### GIVEN RECORDS ###

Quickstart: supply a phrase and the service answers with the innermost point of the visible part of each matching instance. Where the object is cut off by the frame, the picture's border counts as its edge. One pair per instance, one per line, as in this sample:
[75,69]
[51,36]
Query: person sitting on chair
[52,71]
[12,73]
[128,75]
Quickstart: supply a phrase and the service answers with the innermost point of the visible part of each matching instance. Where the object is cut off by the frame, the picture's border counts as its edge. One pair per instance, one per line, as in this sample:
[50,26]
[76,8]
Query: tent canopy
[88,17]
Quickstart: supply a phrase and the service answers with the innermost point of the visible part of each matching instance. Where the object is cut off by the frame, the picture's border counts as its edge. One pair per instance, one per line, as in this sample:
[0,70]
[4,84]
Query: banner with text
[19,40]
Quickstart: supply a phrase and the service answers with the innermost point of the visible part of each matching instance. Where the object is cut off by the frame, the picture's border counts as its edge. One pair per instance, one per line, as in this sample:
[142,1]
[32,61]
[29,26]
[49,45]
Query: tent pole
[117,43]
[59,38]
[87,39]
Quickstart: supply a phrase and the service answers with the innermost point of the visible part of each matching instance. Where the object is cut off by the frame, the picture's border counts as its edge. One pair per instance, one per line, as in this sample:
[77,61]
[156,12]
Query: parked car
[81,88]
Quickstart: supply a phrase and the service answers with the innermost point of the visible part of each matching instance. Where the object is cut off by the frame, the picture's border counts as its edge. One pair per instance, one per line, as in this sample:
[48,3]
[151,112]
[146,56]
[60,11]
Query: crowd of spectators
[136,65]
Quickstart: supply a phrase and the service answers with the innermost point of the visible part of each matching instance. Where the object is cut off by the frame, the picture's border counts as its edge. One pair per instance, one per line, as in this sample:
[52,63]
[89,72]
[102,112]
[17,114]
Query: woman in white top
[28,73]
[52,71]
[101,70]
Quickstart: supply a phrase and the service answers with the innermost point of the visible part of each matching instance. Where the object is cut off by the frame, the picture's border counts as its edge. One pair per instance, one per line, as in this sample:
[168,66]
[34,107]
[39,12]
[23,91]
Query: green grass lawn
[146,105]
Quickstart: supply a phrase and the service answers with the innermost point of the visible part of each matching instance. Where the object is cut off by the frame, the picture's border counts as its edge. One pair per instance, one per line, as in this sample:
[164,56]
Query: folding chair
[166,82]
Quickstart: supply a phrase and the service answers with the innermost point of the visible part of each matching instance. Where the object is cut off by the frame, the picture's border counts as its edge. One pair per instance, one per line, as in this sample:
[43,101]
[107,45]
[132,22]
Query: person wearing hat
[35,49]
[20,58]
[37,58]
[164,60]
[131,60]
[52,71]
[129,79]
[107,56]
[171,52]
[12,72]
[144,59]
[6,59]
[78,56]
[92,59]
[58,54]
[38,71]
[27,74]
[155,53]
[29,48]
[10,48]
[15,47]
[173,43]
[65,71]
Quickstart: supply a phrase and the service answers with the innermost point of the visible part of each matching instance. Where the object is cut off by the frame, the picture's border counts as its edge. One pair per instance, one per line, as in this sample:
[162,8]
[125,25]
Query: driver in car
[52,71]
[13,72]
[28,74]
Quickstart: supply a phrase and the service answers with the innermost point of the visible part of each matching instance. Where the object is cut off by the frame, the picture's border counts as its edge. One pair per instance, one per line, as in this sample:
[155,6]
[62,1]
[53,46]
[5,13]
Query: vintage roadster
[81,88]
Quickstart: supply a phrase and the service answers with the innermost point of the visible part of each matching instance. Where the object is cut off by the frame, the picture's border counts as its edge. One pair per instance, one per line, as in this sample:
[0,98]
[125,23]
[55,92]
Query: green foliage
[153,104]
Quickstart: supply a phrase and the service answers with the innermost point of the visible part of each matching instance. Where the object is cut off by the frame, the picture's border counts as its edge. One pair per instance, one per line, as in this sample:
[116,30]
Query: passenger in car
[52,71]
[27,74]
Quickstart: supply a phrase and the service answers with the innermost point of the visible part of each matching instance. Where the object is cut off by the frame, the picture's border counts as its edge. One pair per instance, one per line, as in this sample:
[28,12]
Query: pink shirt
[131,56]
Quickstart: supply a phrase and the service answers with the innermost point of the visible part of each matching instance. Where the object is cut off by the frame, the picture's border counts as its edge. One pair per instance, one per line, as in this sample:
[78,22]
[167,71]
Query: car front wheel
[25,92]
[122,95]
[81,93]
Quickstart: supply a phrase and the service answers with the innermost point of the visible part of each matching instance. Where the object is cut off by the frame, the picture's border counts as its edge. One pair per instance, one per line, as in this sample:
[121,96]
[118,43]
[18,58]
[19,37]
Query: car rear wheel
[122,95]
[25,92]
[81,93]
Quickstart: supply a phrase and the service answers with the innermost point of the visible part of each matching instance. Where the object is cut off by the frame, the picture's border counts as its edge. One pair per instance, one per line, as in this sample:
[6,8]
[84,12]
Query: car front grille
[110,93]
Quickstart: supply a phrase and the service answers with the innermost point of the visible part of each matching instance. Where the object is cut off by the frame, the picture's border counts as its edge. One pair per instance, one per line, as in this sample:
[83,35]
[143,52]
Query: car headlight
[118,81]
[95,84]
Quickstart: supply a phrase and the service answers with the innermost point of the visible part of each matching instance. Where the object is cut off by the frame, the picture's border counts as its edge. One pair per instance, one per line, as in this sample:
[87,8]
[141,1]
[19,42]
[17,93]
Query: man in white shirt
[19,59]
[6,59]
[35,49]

###

WHAT TO PRODUCE: Exact retyping of every entry is required.

SOLUTION TO THIS PROBLEM:
Quickstart: supply a phrase and the service answers with the innermost point of the visible part of each matching instance. Where the object is cut off by the frame, the picture's border counts as its edge. One pair per instance, one per line, as in this sample:
[75,69]
[51,36]
Query: person sitting on chair
[52,71]
[12,73]
[128,75]
Quickstart: supply a phrase and the service answers with the innermost point of the visible part of each matching instance. Where the object is cut off by the frame, the picture's border counts as its edge. One pair per instance, one per line, as in this sample:
[50,26]
[76,8]
Query: tent canopy
[88,17]
Quickstart: supply a phrase and the service answers with the innermost point of the visible part of each matching instance. Where the object is cut off by the frame, the picture's border counts as its edge. One pair per instance, one per line, as in this sample:
[0,70]
[4,84]
Query: banner with text
[19,40]
Quickstart: supply a phrase and the service answers with the innermost point of the visible part of each matching instance. Where the object is cut off by the frame, the picture's border counts as its edge. One pair per instance, one per line, as in this sample:
[142,1]
[32,61]
[29,26]
[49,45]
Query: tent pole
[117,43]
[59,38]
[87,39]
Quickstart: supply a phrase and the service answers with the innermost point of the visible part of each matching instance. Where the object is cut off by the frame, the picture's border counts as its edge. One pair per instance, one per line, as in this sample:
[77,61]
[156,12]
Query: parked car
[81,88]
Quickstart: supply a phrase and the service answers with the innermost point of the visible part of each matching instance. Where the object is cut off by the frame, the picture's border counts as its edge. One pair per instance, one per line, as in this sample:
[48,3]
[151,112]
[146,56]
[60,11]
Query: crowd of spectators
[136,65]
Quickstart: supply a phrase and the service answers with the innermost point of the visible part of each matching instance. Where the object is cut off by the frame, the picture's border counts as its edge. One pair per instance, one per line, as in this sample:
[52,63]
[89,72]
[102,112]
[17,114]
Query: woman in white top
[28,73]
[52,71]
[101,70]
Quickstart: supply a phrase and the service answers with the innermost point of the visible part of each matching instance. Where the object is cut off by the frame, the picture's border counts as its edge. One pair per instance, one per line, as in this sample:
[168,66]
[34,107]
[39,12]
[23,91]
Query: green grass lawn
[146,105]
Quickstart: supply a phrase and the service answers with the innermost point of the visible part of each matching instance. Where the object is cut off by the frame, the picture's border counts as its edge. One pair per instance, one per line, as in this sample:
[164,56]
Query: folding chair
[166,82]
Quickstart: supply a phrase and the service answers with the innermost point of the visible part of each matching instance. Where the object is cut off by the frame, the picture's border counts as its edge. One pair per instance, one per line, as in this sample:
[43,101]
[107,45]
[132,22]
Query: person wearing hat
[35,49]
[20,58]
[37,58]
[164,60]
[131,60]
[52,71]
[129,79]
[107,56]
[171,52]
[12,72]
[144,59]
[6,59]
[78,56]
[92,59]
[58,54]
[38,71]
[27,74]
[155,53]
[29,48]
[10,48]
[15,47]
[173,43]
[65,71]
Quickstart: supply a phrase and the service answers with the innermost point of the visible part of each matching instance. Where the object is cut off by the frame, the picture's border counts as its edge. One pair per instance, one per line, as in this sample:
[162,8]
[125,25]
Query: driver in car
[52,71]
[13,72]
[28,74]
Quickstart: supply a phrase and the service answers with the innermost point of the visible part of each matching instance. Where the object is cut off by the frame, the picture's border counts as its edge. One pair per instance, one per line, as in this sample:
[155,6]
[62,1]
[53,46]
[5,13]
Query: vintage roadster
[81,88]
Quickstart: supply a phrase and the service answers with the innermost point of the visible part of each matching instance. Where the object is cut off by the frame, the picture's border counts as its edge. One pair per instance, one per line, as in this sample:
[0,98]
[125,23]
[55,92]
Query: green foliage
[153,104]
Quickstart: supply a phrase and the service answers with the innermost point of the visible part of each matching instance. Where the object is cut off by the frame, the picture's border counts as its edge. One pair per instance, one per line, as in this sample:
[116,30]
Query: passenger in car
[52,71]
[27,74]
Quickstart: supply a phrase and the service answers with the innermost point of the visible part of each matching instance. Where the object is cut off by the frame, the picture's border counts as its edge. One pair per instance, one per line, as in this sample:
[28,12]
Query: pink shirt
[131,56]
Quickstart: supply a phrase and the service answers with the innermost point of the visible part of each matching instance. Where the object is cut off by the frame, the picture's border counts as its edge. One pair per instance, one per line, as in this sample:
[78,22]
[167,71]
Query: car front wheel
[25,92]
[122,95]
[81,93]
Quickstart: supply a phrase and the service answers with the innermost point of the visible part of each matching instance. Where the object is cut off by the frame, the picture's border counts as its edge. One pair per instance, one per line, as in this sample:
[121,96]
[118,43]
[18,58]
[19,37]
Query: car rear wheel
[122,95]
[25,92]
[81,93]
Quickstart: supply a phrase and the service answers with the innermost point of the visible part of each matching instance. Where the object is cut off by the frame, the picture's border counts as its edge. One pair per instance, one per line, as in this sample:
[6,8]
[84,12]
Query: car front grille
[110,93]
Quickstart: supply a phrase and the service answers with the innermost point of the visible part of each matching instance. Where the object is cut off by the frame, the picture's border counts as its edge. One pair per instance, one per line, as in this sample:
[83,35]
[143,52]
Query: car headlight
[118,81]
[95,84]
Quickstart: supply a phrase and the service answers with the innermost point of the visible part of each matching instance. Where the object is cut off by the frame, the picture's border counts as its edge. One pair per instance, one per line, as in this sample:
[87,8]
[141,1]
[19,42]
[17,93]
Query: man in white shirt
[19,59]
[6,59]
[35,49]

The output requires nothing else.